◆ Goal of the exercise
Extract every line in the rows below that contains the string "overcast". Matches must have the same capitalization.

Rows from a data collection:
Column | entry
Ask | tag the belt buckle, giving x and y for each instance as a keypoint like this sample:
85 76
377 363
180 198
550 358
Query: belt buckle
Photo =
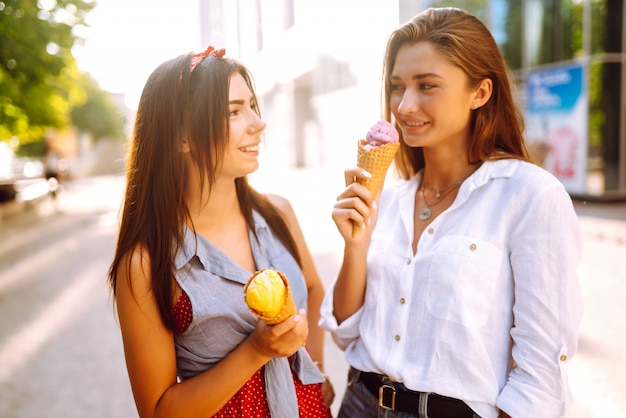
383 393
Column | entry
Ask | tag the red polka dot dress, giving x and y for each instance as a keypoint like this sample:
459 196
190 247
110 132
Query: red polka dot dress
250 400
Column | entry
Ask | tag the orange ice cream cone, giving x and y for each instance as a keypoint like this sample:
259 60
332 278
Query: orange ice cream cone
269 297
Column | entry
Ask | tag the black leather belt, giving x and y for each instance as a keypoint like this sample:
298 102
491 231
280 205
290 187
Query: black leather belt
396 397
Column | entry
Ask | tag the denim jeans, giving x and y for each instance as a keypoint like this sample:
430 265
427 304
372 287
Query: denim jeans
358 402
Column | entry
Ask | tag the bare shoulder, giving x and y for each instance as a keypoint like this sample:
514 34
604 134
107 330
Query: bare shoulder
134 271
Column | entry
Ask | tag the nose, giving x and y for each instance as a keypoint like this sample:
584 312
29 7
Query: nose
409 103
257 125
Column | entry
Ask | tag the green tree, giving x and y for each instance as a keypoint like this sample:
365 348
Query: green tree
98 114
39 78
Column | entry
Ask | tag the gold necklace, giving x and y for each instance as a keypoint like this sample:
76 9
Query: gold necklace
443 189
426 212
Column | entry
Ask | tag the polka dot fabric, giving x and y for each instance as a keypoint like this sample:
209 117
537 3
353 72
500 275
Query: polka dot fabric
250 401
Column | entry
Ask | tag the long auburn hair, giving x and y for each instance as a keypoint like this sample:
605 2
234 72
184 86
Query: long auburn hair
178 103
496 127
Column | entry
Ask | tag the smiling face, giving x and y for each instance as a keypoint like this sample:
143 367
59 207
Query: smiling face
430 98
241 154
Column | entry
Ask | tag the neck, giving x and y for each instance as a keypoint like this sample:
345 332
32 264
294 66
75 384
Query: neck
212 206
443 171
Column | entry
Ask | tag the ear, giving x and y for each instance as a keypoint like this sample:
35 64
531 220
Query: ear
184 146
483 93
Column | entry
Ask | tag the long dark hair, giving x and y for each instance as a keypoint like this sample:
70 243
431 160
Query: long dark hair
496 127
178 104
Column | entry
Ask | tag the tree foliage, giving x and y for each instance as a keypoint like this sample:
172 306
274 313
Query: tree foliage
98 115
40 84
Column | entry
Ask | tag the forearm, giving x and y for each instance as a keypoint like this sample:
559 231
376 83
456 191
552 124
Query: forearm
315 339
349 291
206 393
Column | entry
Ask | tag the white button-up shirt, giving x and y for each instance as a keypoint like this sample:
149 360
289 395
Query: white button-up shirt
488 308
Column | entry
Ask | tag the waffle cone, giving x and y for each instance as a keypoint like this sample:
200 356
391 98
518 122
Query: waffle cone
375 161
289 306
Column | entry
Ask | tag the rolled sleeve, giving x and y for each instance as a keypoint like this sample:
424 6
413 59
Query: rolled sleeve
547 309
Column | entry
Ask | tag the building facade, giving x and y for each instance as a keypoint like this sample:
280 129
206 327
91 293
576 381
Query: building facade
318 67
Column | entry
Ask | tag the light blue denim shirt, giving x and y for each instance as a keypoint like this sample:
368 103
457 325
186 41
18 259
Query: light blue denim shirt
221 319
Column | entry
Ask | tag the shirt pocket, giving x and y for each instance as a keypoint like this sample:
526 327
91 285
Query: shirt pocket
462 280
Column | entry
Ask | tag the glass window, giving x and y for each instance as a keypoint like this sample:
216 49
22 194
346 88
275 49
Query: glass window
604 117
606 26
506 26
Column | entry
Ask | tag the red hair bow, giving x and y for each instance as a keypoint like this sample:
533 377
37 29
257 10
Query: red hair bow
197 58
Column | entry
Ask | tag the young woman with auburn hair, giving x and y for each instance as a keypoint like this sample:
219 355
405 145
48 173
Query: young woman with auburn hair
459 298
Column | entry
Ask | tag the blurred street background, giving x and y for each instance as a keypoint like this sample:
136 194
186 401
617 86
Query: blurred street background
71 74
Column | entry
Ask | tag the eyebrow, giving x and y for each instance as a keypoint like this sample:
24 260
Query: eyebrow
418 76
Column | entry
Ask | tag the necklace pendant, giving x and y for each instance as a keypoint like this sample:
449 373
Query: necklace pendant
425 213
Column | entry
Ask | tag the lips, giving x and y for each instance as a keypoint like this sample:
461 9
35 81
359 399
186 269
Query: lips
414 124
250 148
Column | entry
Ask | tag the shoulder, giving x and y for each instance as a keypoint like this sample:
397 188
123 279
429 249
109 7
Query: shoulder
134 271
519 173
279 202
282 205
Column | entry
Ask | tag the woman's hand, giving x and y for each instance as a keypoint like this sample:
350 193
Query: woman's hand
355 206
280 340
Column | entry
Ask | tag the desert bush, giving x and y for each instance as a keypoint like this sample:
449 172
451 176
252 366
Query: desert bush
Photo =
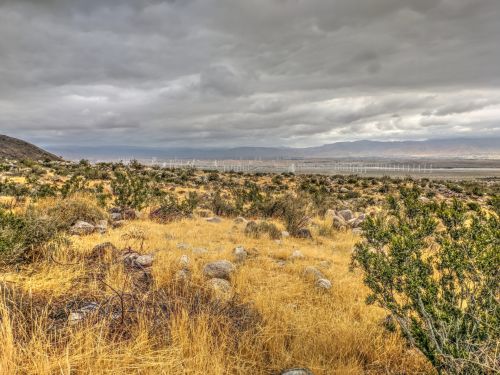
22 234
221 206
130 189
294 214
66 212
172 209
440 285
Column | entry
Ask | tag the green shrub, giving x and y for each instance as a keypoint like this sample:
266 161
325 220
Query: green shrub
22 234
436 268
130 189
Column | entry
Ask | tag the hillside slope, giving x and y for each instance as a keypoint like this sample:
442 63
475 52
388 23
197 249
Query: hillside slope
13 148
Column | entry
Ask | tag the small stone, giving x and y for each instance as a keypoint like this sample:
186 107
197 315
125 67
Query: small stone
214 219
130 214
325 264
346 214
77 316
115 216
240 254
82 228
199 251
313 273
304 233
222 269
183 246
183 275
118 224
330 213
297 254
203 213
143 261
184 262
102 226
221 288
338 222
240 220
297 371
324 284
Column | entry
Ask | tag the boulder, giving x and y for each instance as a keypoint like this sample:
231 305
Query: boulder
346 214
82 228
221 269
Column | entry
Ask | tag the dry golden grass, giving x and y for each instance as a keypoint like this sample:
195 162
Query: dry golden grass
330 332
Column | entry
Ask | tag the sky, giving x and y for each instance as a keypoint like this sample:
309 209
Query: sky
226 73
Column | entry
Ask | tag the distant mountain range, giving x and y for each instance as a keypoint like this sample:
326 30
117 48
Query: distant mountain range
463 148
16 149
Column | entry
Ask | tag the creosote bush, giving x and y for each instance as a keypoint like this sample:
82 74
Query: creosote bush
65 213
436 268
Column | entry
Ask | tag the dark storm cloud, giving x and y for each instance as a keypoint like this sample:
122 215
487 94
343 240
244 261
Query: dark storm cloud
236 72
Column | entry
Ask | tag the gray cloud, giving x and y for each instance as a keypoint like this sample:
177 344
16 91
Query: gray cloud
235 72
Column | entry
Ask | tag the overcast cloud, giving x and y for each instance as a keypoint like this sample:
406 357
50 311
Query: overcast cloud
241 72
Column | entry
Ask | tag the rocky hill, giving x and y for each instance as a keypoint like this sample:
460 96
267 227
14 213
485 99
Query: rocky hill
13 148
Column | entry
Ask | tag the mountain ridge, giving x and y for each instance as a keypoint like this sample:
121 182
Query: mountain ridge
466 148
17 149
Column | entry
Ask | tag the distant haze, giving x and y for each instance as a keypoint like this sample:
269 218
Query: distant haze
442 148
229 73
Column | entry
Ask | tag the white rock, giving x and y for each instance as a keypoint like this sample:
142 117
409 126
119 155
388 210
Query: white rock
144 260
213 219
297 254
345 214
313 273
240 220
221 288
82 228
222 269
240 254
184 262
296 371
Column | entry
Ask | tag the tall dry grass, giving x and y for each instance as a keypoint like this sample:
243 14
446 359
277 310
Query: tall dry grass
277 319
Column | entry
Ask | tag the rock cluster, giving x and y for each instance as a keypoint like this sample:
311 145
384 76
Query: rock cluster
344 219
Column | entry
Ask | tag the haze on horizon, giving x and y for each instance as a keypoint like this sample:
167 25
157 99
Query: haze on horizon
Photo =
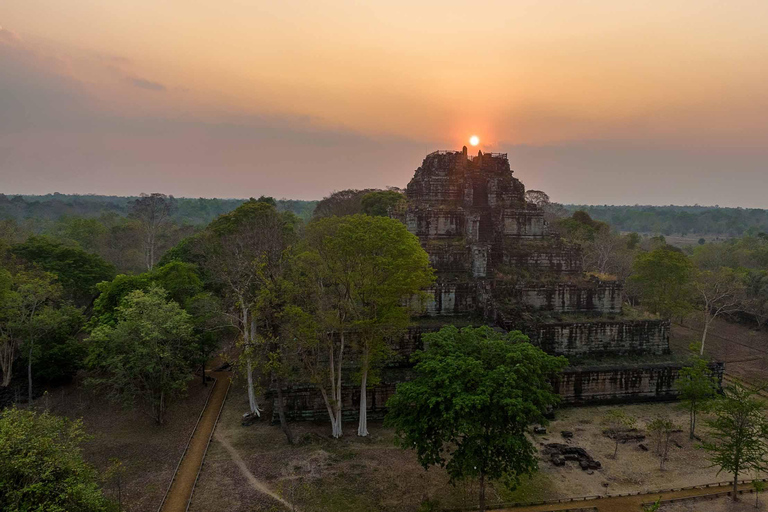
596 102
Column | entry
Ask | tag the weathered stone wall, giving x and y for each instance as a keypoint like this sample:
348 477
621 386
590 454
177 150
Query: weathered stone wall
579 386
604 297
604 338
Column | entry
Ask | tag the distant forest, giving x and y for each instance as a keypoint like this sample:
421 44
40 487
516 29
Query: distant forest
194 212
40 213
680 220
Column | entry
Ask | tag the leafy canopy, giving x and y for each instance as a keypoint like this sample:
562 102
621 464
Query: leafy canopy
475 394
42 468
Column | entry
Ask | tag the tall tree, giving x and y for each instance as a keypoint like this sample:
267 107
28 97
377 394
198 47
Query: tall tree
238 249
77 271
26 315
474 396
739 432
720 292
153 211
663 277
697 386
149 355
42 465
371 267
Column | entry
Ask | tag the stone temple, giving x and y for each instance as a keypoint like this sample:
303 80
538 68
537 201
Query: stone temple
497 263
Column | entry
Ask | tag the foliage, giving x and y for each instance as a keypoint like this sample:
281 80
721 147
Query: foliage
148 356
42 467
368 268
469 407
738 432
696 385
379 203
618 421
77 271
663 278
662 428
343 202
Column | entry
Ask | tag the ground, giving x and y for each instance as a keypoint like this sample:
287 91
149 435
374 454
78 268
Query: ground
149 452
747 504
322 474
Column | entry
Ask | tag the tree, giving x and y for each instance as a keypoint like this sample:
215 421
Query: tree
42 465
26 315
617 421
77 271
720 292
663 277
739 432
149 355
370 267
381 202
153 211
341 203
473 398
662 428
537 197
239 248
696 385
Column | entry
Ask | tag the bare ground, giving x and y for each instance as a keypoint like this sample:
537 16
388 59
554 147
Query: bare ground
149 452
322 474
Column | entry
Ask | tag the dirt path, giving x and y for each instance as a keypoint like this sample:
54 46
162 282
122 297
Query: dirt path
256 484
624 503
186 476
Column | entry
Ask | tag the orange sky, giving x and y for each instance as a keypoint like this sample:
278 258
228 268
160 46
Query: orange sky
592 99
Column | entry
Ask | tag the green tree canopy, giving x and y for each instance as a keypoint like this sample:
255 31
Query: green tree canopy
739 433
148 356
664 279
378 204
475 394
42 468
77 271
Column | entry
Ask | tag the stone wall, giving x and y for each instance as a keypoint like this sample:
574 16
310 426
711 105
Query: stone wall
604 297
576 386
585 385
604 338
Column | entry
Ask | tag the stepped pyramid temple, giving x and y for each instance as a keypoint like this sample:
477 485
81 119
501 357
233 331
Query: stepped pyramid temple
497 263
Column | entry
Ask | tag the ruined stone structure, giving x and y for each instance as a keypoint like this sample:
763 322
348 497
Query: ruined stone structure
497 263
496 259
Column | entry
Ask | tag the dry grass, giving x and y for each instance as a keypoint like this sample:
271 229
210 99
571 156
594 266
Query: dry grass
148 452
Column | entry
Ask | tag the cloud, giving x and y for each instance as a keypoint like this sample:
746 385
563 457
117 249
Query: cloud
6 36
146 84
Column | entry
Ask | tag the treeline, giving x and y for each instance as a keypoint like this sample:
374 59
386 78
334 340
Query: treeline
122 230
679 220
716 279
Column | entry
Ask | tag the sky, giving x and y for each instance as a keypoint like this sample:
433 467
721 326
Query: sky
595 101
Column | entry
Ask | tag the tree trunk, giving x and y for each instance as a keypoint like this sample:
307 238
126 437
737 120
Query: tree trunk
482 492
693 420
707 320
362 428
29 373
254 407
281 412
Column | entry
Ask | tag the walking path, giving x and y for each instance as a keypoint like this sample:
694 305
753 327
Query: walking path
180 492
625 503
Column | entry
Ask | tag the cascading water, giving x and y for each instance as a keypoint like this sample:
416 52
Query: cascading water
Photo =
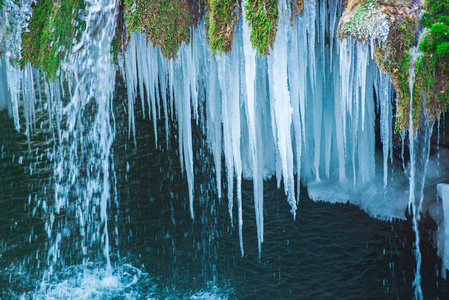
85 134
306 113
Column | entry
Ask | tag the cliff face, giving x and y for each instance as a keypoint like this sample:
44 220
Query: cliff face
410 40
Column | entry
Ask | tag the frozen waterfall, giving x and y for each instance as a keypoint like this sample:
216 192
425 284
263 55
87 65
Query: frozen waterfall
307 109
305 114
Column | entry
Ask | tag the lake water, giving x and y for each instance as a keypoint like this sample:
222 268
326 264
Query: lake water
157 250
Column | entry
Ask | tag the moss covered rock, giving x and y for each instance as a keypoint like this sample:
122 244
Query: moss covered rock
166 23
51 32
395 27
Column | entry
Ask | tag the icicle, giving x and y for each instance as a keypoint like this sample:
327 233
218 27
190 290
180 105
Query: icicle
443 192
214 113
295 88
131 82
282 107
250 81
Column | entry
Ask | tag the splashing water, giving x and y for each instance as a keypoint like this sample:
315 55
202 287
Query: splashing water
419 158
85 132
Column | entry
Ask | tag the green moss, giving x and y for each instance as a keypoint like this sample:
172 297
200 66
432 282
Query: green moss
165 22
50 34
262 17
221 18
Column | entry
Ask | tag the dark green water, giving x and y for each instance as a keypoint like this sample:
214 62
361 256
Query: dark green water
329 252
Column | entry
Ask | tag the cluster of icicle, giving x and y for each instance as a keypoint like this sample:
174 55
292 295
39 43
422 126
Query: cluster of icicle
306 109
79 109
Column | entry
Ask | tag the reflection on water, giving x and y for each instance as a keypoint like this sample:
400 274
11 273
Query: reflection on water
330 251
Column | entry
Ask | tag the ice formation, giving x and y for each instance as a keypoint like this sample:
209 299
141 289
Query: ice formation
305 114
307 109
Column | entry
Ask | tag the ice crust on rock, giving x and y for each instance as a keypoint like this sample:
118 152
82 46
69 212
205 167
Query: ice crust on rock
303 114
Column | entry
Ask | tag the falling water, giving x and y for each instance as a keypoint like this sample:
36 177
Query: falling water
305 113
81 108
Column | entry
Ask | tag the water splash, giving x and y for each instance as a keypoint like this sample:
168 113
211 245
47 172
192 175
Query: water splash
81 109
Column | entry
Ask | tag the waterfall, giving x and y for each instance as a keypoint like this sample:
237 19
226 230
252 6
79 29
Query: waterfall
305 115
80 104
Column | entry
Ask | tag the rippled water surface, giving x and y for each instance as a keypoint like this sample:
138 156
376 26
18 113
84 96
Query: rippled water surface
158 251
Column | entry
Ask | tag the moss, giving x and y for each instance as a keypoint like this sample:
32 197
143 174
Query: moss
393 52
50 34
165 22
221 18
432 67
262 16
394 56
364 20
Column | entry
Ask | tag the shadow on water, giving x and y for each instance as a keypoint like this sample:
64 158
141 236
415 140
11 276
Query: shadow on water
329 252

◆ Output of the exercise
Ask | tag the overcast cloud, giving x and y for each instance as a keypoint like this sample:
Query: overcast cloud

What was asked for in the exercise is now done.